Task requirements:
The records that follow must be repeated exactly, except for their pictures.

(Dataset entries)
-- Opening Marker --

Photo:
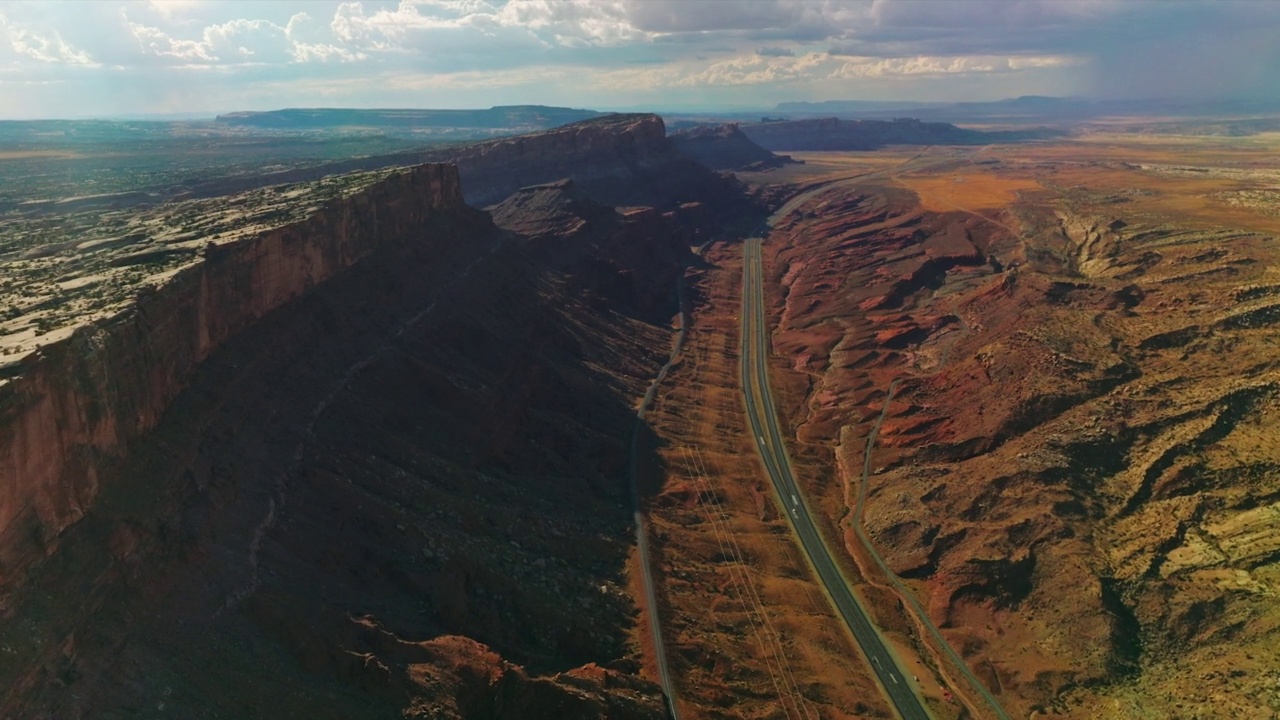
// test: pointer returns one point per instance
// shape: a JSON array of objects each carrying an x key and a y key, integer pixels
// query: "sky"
[{"x": 108, "y": 58}]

-- Closing Marker --

Solution for this task:
Photo:
// test: pointer returns one point per instance
// shape: a JSON array of objects each carrying an x key and a y key, integer pixels
// query: "sky"
[{"x": 108, "y": 58}]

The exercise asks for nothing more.